* **About this task**
From the entries below, output the line with "(format x=124, y=126)" and each following line up to and including the line with "(format x=325, y=97)", exactly as written.

[Region pointing data]
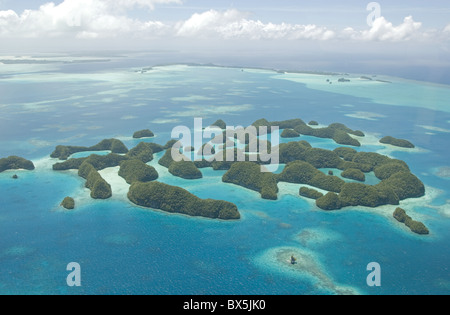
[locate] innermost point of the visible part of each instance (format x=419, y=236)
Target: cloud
x=383, y=30
x=233, y=24
x=96, y=19
x=80, y=19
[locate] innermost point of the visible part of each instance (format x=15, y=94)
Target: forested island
x=301, y=164
x=397, y=142
x=15, y=163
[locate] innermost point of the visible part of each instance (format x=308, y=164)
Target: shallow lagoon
x=125, y=249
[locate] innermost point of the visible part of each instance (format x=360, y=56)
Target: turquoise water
x=123, y=249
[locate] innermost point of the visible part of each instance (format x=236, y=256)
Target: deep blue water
x=125, y=249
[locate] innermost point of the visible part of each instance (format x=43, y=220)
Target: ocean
x=125, y=249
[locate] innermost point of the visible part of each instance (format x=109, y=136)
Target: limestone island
x=15, y=163
x=184, y=169
x=68, y=203
x=115, y=146
x=310, y=193
x=354, y=174
x=397, y=142
x=415, y=226
x=303, y=165
x=220, y=123
x=146, y=133
x=289, y=133
x=137, y=171
x=174, y=199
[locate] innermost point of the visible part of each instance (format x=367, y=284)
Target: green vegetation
x=136, y=170
x=346, y=153
x=320, y=158
x=68, y=203
x=405, y=185
x=206, y=149
x=289, y=133
x=415, y=226
x=329, y=202
x=173, y=199
x=300, y=172
x=310, y=193
x=338, y=132
x=115, y=146
x=143, y=134
x=292, y=151
x=143, y=152
x=249, y=175
x=354, y=174
x=15, y=163
x=185, y=169
x=397, y=142
x=302, y=167
x=100, y=189
x=288, y=124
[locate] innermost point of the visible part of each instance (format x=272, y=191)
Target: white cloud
x=233, y=24
x=80, y=18
x=383, y=30
x=96, y=19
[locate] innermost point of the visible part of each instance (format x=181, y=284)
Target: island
x=249, y=175
x=63, y=152
x=146, y=133
x=220, y=123
x=143, y=152
x=310, y=193
x=174, y=199
x=100, y=189
x=301, y=163
x=289, y=133
x=68, y=203
x=397, y=142
x=415, y=226
x=15, y=163
x=136, y=170
x=355, y=174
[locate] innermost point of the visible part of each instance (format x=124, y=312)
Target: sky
x=280, y=32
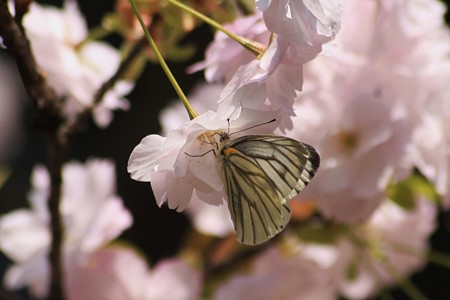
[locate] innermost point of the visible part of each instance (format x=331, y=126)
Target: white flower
x=74, y=68
x=186, y=161
x=276, y=275
x=306, y=23
x=10, y=109
x=91, y=212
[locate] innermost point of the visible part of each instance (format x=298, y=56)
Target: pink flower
x=304, y=23
x=395, y=245
x=369, y=104
x=119, y=272
x=224, y=55
x=92, y=213
x=185, y=162
x=74, y=68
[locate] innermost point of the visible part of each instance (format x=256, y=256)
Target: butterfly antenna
x=248, y=128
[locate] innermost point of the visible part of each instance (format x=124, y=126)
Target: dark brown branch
x=48, y=120
x=68, y=129
x=57, y=155
x=35, y=84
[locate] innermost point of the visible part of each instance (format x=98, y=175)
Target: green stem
x=252, y=46
x=191, y=111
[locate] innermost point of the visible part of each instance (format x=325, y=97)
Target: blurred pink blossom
x=75, y=68
x=92, y=213
x=396, y=244
x=118, y=272
x=368, y=105
x=186, y=161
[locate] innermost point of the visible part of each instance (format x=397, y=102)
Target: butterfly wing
x=262, y=173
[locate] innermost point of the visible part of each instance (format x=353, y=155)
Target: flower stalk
x=191, y=111
x=254, y=47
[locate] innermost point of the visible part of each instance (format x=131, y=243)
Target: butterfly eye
x=262, y=173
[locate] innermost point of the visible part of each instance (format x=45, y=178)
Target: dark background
x=157, y=231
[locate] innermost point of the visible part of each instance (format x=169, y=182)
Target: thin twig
x=57, y=155
x=35, y=84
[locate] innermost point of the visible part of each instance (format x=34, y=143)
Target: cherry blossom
x=74, y=67
x=185, y=160
x=395, y=245
x=369, y=103
x=92, y=214
x=277, y=275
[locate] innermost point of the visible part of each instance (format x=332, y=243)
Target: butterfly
x=262, y=173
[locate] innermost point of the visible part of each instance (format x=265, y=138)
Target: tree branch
x=68, y=129
x=48, y=120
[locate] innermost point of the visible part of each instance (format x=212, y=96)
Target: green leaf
x=321, y=235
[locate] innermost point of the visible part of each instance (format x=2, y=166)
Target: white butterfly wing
x=262, y=173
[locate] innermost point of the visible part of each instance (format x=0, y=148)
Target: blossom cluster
x=363, y=82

* **Task answer**
[locate] innermost point of the visible part of each instance (format x=124, y=126)
Target: dark brown branch
x=48, y=120
x=68, y=129
x=57, y=155
x=35, y=84
[locate] innermost point of the visible part of each instance (format x=98, y=175)
Target: green stem
x=252, y=46
x=191, y=111
[locate] innermost point of the visible part of each instance (format x=325, y=97)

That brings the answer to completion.